What to produce
Lines from the entries below that hold "white" form the answer; copy all of them.
━━━━━ Data supplied
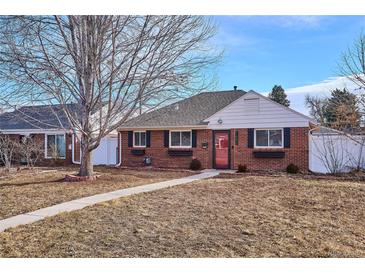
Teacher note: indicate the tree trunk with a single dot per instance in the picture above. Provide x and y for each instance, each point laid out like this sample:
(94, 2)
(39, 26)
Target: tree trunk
(86, 166)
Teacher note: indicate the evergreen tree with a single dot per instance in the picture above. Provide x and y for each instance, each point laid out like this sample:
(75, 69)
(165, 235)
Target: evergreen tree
(278, 95)
(342, 110)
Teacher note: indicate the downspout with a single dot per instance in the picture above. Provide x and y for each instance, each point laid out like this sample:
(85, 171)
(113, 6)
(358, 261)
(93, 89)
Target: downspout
(73, 147)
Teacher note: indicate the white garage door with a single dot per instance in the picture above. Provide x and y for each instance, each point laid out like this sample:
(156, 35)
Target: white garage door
━━━━━━━━━━
Exercise answer
Teacher note: indicate the white garage door with a single dot per instance in the picture above. Provide x and y for each instance, each point laid out like this sample:
Target: white garage door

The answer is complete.